> _TASK TO COMPLETE_
Among the records, find the lines that hold the string "clicks" and return them.

Stored records:
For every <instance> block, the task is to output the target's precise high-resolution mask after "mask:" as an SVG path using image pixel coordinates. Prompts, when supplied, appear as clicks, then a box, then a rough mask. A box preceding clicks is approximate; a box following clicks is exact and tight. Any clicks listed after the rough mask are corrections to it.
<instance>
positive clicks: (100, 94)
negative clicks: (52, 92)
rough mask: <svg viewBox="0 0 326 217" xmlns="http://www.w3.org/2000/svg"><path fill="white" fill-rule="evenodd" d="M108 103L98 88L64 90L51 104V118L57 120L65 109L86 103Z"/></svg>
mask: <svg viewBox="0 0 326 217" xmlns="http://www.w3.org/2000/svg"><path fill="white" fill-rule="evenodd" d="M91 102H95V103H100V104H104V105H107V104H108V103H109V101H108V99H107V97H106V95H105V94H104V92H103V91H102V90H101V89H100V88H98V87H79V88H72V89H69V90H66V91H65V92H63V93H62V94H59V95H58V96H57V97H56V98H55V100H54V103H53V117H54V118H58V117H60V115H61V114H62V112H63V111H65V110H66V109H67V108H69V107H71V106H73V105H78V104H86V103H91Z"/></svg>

> _ANSWER TO THIS PROBLEM_
For every <instance> block, the task is to output the target's precise high-resolution mask after "mask:" as an SVG path using image pixel coordinates. Prompts, when supplied, appear as clicks, then a box, then a rough mask. A box preceding clicks is approximate; a box following clicks is exact and tight. Any clicks listed after the rough mask are corrections to it.
positive clicks: (100, 94)
negative clicks: (52, 92)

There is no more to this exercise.